==== Extract provided ====

The Flow-Oriented Approach to Effectiveness

Lidor WyssockyBlog

The world is obsessed with productivity. Everyone wants more for less. We measure our productivity, compare it, stressed by it, and eventually, we are alienated by the never-ending pursuit of being more productive.

Some have already moved forward to a better way of looking at the “more for less” issue by bringing effectiveness to the front and ditching the simplified more for less mindset. To use the term effectiveness, well, effectively, Stephen Covey defined it as the ability to achieve desired results at a given time while improving our capability to produce even better results in the future. The beauty of this definition is that it aims to balance the short term – the desired results in a specified time – with the longer term – our ability to improve over time.

But Stephen Covey’s definition of effectiveness does not free us from the urge to measure and compare. Can we shorten the desired time for achieving some predefined results? Can we produce more results at the same time? And how do we measure our improvement?

In the spirit of the Seven Habits model, I prefer a less measurement-oriented approach. I believe it can help us achieve goals in domains which are less measurable or predictable, but it can also be implemented in more traditional areas that we tend to measure just because we can. What I am aiming for is focused on flow.

The idea is to ask ourselves five simple flow-oriented questions. Each one of them is tightly connected to the others, so we have to make sure to think about them together. This set of questions should be applied to every dimension in which we would like to be effective.

Am I moving forward?

The first question I ask myself at the end of each week is where am I today compared to the previous week? Have I moved forward, backward, or did I stand in place?

==== Data shown ====

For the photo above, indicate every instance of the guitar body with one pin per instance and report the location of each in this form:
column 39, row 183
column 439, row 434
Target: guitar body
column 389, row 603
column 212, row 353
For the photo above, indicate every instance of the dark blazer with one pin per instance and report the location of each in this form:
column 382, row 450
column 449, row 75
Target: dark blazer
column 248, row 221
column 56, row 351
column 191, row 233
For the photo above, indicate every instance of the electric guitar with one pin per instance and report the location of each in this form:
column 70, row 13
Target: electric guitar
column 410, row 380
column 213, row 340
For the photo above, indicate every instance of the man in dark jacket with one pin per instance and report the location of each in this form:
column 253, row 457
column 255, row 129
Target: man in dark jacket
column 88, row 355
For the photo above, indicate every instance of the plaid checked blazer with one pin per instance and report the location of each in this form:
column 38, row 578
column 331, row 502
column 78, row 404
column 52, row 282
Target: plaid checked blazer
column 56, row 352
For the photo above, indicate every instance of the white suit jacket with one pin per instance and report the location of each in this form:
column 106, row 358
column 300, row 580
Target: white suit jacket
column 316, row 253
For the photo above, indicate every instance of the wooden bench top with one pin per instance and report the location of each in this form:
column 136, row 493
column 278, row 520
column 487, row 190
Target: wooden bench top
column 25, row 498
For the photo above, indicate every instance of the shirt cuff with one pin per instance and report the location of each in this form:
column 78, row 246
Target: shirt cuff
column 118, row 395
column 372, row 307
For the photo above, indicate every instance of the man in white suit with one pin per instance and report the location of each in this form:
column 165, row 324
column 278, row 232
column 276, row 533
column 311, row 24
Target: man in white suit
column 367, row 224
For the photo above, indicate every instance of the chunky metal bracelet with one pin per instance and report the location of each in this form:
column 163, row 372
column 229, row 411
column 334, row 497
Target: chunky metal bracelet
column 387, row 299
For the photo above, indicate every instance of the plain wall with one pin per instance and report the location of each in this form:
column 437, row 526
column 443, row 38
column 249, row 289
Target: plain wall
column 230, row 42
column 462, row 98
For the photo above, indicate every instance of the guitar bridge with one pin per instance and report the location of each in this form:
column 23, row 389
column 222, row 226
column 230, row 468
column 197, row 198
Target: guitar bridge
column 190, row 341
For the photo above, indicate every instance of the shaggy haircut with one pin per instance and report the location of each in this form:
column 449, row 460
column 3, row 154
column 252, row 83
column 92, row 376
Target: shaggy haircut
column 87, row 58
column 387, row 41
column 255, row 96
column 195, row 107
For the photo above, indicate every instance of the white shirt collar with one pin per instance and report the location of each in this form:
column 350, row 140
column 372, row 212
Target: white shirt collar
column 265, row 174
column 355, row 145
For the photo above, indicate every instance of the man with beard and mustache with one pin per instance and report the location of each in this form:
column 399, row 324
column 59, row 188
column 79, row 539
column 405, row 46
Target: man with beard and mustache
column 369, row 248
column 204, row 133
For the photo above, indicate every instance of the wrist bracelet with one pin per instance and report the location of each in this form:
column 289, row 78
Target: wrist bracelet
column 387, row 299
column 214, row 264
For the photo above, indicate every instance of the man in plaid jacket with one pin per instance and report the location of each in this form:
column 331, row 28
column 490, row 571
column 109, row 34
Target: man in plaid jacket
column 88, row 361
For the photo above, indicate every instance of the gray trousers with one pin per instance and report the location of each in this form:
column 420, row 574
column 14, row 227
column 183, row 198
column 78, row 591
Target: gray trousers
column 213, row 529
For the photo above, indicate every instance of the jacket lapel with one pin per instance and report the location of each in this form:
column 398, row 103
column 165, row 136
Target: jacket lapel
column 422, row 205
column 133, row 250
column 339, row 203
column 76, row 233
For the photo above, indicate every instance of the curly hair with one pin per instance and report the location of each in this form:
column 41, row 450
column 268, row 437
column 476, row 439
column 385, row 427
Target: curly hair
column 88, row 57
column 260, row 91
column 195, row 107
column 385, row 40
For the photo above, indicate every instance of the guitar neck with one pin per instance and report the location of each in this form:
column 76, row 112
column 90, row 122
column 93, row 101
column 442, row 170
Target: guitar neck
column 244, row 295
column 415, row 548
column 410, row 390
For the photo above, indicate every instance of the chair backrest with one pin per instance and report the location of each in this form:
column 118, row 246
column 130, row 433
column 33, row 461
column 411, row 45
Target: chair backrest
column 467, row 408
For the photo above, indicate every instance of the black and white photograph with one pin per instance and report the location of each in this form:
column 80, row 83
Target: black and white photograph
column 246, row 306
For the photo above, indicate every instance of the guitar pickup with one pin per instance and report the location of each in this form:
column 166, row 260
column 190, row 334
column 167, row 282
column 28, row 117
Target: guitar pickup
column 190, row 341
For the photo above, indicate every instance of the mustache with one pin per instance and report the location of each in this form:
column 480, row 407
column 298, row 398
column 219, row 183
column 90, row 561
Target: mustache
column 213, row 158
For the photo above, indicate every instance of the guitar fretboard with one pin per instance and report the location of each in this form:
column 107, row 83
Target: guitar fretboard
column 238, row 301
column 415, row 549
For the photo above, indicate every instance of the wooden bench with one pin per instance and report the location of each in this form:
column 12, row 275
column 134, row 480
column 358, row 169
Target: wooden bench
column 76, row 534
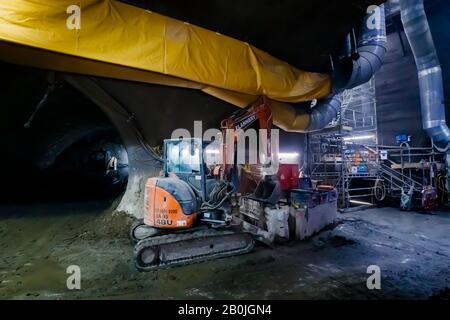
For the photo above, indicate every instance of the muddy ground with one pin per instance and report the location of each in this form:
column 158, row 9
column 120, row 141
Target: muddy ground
column 38, row 243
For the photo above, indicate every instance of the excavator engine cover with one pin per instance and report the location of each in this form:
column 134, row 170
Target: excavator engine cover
column 170, row 203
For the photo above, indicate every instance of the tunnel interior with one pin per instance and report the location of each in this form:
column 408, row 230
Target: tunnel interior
column 66, row 151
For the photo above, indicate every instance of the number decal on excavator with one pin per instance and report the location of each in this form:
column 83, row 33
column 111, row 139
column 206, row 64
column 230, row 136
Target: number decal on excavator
column 164, row 222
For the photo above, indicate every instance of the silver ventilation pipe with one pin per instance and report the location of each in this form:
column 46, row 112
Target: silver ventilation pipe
column 357, row 69
column 429, row 70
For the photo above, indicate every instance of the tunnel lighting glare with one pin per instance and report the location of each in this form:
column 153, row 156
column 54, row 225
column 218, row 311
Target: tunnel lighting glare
column 360, row 202
column 288, row 155
column 353, row 138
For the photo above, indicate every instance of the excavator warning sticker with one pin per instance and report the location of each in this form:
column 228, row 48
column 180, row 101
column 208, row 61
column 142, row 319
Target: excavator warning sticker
column 181, row 223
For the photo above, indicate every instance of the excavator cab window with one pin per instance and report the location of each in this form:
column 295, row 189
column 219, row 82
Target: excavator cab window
column 184, row 158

====

■ Stated problem 1 ■
How would you put "The world is obsessed with productivity." from the post on flow and effectiveness into Spanish?
■ Stated problem 2 ■
Set down, word for word, the part of the post on flow and effectiveness that opens with the words containing "The first question" and closes with "stand in place?".
None of the data is needed here.

■ Full answer 1 ■
El mundo está obsesionado con la productividad.

■ Full answer 2 ■
The first question I ask myself at the end of each week is where am I today compared to the previous week? Have I moved forward, backward, or did I stand in place?